:: PASSAGE TO READ ::
■ ■ ■ ■ ■

Files
FastDeploy/docs/docs_en/api/runtime_option.md

7.9 KiB

RuntimeOption Inference Backend Deployment

The Runtime in the FastDeploy product contains multiple inference backends:

Model Format\Inference Backend ONNXRuntime Paddle Inference TensorRT OpenVINO
Paddle Support (built-in Paddle2ONNX) Support Support (built-in Paddle2ONNX) Support
ONNX Support Support (requires conversion via X2Paddle) Support Support

The hardware supported by Runtime is as follows

Hardware/Inference Backend ONNXRuntime Paddle Inference TensorRT OpenVINO
CPU Support Support Not Support Support
GPU Support Support Support Support

Each model uses RuntimeOption to configure the inference backend and parameters, e.g. in python, the inference configuration can be printed after loading the model with the following code

model = fastdeploy.vision.detection.YOLOv5("yolov5s.onnx")
print(model.runtime_option)

See below:

RuntimeOption(
  backend : Backend.ORT                # Inference Backend ONNXRuntime
  cpu_thread_num : 8                   # Number of CPU threads (valid only when using CPU)
  device : Device.CPU                  # Inference hardware is CPU
  device_id : 0                        # Inference hardware id (for GPU)

■ ■ ■ ■ ■

:: INFORMATION PROVIDED ::
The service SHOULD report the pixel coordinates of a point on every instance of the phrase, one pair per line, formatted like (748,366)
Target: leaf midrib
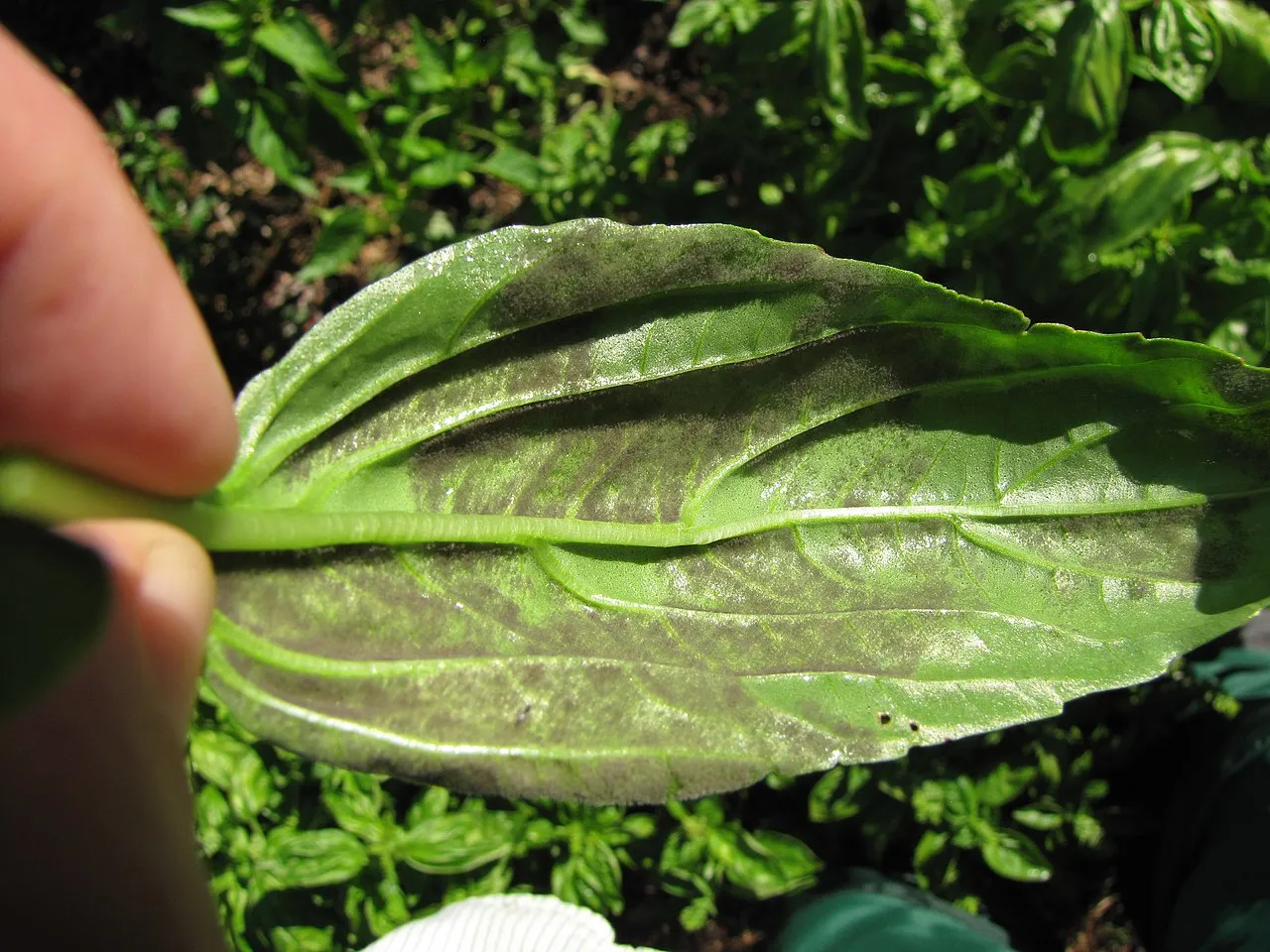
(254,531)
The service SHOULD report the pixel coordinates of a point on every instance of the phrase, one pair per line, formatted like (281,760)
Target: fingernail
(55,602)
(175,583)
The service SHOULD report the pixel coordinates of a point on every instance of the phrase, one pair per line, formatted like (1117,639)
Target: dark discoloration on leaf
(915,521)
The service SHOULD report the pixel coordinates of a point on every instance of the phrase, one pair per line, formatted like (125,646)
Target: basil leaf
(1180,48)
(294,40)
(1245,30)
(612,513)
(1089,84)
(838,37)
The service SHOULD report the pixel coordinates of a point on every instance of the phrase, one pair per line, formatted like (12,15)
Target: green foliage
(798,512)
(307,856)
(411,134)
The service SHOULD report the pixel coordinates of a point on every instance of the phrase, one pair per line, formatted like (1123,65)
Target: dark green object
(1089,84)
(879,915)
(54,604)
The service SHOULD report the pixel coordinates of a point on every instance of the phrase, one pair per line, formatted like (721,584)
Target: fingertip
(166,587)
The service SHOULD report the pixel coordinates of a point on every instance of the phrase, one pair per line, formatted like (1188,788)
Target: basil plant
(621,513)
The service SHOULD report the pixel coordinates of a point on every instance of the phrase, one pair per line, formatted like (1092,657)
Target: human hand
(104,365)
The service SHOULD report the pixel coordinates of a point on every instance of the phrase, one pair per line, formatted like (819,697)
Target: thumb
(163,584)
(94,802)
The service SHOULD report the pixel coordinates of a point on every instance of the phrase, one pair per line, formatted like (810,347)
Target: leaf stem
(54,494)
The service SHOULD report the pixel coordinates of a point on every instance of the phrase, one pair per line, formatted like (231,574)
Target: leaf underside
(619,513)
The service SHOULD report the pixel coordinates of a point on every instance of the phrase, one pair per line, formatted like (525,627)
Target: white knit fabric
(516,923)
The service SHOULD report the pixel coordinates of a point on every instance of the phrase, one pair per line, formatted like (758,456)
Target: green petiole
(53,493)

■ ■ ■ ■ ■

:: TO DO ::
1/ Answer these from the RuntimeOption page:
(a) Which inference backend is listed as not supporting CPU?
(b) What is required for an ONNX model to run on Paddle Inference?
(c) How many CPU threads does the printed configuration show?
2/ Write the next part of the RuntimeOption page, beginning right after its last line.
The data comes from a separate source and is not connected to the RuntimeOption page.

:: ANSWERS FOR THIS EXERCISE ::
1/
(a) TensorRT
(b) Conversion via X2Paddle
(c) 8

2/
  model_file : yolov5s.onnx            # Path to the model file
  params_file :                        # Parameter file path
  model_format : ModelFormat.ONNX         # odel format
  ort_execution_mode : -1              # The prefix ort indicates ONNXRuntime backend parameters
  ort_graph_opt_level : -1
  ort_inter_op_num_threads : -1
  trt_enable_fp16 : False              # The prefix of trt indicates a TensorRT backend  parameter
  trt_enable_int8 : False
  trt_max_workspace_size : 1073741824
  trt_serialize_file :
  trt_fixed_shape : {}
  trt_min_shape : {}
  trt_opt_shape : {}
  trt_max_shape : {}
  trt_max_batch_size : 32
)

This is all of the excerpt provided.